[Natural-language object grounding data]

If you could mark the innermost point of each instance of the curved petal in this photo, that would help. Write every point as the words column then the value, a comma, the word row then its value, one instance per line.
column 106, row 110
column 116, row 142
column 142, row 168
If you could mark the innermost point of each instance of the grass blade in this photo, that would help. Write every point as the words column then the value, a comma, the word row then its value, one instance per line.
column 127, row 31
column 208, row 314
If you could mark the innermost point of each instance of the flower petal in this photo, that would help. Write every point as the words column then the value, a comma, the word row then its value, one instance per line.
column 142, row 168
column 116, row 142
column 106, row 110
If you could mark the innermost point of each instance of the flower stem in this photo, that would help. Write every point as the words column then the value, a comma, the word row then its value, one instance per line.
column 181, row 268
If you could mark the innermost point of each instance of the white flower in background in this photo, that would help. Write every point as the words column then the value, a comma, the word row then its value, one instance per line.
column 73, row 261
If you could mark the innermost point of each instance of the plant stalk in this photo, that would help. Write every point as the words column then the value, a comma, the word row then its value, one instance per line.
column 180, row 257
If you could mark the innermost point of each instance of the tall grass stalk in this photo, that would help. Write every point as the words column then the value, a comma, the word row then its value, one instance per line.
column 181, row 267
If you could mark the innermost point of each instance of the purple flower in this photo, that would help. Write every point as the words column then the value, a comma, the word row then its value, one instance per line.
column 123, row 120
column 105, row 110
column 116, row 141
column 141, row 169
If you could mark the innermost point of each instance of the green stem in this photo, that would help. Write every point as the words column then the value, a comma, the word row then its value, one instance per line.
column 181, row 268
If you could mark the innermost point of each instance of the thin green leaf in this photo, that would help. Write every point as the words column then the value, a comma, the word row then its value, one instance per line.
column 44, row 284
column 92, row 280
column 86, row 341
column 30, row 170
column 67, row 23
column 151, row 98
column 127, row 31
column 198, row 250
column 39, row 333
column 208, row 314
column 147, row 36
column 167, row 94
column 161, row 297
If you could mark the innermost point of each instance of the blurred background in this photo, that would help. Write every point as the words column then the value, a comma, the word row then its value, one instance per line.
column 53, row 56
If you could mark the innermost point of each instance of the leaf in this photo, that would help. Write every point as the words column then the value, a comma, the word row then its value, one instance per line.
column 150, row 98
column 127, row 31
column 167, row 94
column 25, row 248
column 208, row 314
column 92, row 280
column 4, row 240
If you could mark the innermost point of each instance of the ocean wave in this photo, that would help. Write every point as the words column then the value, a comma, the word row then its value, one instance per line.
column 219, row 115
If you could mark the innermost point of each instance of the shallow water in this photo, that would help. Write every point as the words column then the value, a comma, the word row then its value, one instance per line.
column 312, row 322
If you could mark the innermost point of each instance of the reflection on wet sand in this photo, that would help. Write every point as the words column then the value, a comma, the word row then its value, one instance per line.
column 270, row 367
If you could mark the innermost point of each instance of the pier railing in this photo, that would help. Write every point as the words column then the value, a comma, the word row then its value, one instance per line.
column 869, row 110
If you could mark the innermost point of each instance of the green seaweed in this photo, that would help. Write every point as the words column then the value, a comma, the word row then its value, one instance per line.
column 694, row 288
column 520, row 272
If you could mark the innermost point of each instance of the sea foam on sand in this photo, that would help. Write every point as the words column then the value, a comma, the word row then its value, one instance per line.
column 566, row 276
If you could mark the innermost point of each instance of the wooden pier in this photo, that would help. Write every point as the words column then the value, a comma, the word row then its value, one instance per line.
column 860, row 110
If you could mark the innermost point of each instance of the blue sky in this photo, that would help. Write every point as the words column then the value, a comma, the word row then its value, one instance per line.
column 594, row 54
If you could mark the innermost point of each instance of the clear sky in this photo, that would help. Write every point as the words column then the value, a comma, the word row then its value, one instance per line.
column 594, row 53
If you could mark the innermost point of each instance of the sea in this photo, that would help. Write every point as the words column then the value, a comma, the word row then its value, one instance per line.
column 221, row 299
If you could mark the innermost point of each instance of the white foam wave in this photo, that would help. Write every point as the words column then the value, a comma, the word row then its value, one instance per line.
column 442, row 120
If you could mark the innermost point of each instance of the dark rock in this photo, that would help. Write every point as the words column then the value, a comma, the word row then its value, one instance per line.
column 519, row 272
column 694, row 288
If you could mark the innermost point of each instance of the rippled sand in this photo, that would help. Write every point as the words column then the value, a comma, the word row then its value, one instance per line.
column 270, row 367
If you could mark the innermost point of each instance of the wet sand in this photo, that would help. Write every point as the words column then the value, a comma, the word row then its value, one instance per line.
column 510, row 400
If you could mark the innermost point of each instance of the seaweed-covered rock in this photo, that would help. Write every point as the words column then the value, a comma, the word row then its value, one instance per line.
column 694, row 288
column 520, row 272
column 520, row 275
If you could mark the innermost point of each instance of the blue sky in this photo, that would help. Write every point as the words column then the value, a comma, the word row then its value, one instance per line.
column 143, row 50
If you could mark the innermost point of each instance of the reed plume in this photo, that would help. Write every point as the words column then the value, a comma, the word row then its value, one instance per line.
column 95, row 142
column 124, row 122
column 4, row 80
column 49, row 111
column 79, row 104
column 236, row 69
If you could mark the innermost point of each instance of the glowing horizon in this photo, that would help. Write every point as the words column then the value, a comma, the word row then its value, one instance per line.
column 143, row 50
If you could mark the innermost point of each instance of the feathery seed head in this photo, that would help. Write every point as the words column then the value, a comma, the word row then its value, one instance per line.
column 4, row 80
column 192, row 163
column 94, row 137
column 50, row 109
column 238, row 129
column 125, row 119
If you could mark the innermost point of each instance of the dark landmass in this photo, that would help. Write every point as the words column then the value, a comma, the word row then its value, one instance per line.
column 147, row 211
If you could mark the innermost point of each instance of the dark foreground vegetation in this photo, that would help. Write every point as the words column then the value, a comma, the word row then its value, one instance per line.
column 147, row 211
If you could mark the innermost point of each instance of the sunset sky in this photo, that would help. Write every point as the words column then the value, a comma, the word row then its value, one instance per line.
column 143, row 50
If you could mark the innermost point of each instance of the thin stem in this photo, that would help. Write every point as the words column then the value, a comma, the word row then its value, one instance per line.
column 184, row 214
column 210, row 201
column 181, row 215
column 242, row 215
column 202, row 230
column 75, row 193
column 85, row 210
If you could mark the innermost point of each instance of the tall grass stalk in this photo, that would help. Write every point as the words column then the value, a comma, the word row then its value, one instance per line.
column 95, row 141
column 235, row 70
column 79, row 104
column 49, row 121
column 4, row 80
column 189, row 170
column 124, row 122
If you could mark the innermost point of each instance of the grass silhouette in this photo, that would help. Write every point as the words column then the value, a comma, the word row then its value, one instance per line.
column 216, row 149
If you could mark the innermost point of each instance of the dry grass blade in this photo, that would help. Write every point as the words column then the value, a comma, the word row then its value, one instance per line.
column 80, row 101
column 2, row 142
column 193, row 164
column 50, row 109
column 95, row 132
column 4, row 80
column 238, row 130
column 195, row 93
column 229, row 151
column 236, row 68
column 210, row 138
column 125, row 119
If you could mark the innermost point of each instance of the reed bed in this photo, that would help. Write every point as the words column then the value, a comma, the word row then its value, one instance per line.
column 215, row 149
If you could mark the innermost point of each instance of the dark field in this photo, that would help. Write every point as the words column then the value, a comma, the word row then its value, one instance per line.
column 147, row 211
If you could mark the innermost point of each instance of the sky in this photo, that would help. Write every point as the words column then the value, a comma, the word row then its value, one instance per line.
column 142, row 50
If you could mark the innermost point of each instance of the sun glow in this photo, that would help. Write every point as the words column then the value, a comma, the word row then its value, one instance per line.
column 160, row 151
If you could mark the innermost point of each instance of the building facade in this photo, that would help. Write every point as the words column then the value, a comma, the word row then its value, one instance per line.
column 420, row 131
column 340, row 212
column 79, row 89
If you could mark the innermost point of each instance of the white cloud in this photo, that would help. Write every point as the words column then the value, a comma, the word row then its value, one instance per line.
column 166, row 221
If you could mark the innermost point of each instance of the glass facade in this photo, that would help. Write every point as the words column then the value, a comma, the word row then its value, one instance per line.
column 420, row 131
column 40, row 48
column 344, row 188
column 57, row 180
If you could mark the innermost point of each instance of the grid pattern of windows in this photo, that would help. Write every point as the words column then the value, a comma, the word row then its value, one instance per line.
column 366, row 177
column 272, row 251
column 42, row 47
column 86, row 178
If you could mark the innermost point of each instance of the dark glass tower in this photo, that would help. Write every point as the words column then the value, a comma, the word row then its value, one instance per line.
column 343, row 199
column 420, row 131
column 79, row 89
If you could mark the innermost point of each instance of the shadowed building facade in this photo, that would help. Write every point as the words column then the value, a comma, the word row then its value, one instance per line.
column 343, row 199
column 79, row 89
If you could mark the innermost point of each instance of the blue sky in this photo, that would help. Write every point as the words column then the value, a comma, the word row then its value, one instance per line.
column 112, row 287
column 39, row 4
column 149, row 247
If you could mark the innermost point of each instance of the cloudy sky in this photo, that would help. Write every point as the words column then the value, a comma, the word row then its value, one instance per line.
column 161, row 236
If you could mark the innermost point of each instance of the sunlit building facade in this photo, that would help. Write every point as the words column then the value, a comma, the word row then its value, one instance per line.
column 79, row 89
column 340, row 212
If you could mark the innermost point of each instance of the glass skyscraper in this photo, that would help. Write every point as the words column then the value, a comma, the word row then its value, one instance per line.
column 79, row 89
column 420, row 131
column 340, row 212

TO DO: Return exactly the lines from the one containing "of the shadowed" to the last line of the data, and nothing more.

RESULT BELOW:
If you could mark the innermost point of each instance of the shadowed building facade in this photo, that would help. Write every point as the words column then the value, a comma, the word row then its value, one instance per line.
column 343, row 199
column 79, row 89
If you could mark the innermost point of each instance of the blue sky in this photo, that would help. Write every point as the words column then the value, a comma, the word row then its value, one instance per line.
column 112, row 287
column 39, row 4
column 149, row 247
If you could mark the innermost point of each instance of the cloudy sky in this photo, that would help. Write every point as the words column then the value, a comma, the word row then its value, one instance per line.
column 161, row 236
If you could mark the innermost point of each instance of the sunlit building facade in this photo, that would help. Write every point as the words column then the value, a comma, the word row then its value, one instance per line.
column 79, row 89
column 340, row 212
If you could mark the innermost point of each instance of the glass skyscraper in this photo, that would help. Write every point as the words column then the value, a comma, the word row then its value, one instance per line.
column 79, row 89
column 420, row 131
column 340, row 212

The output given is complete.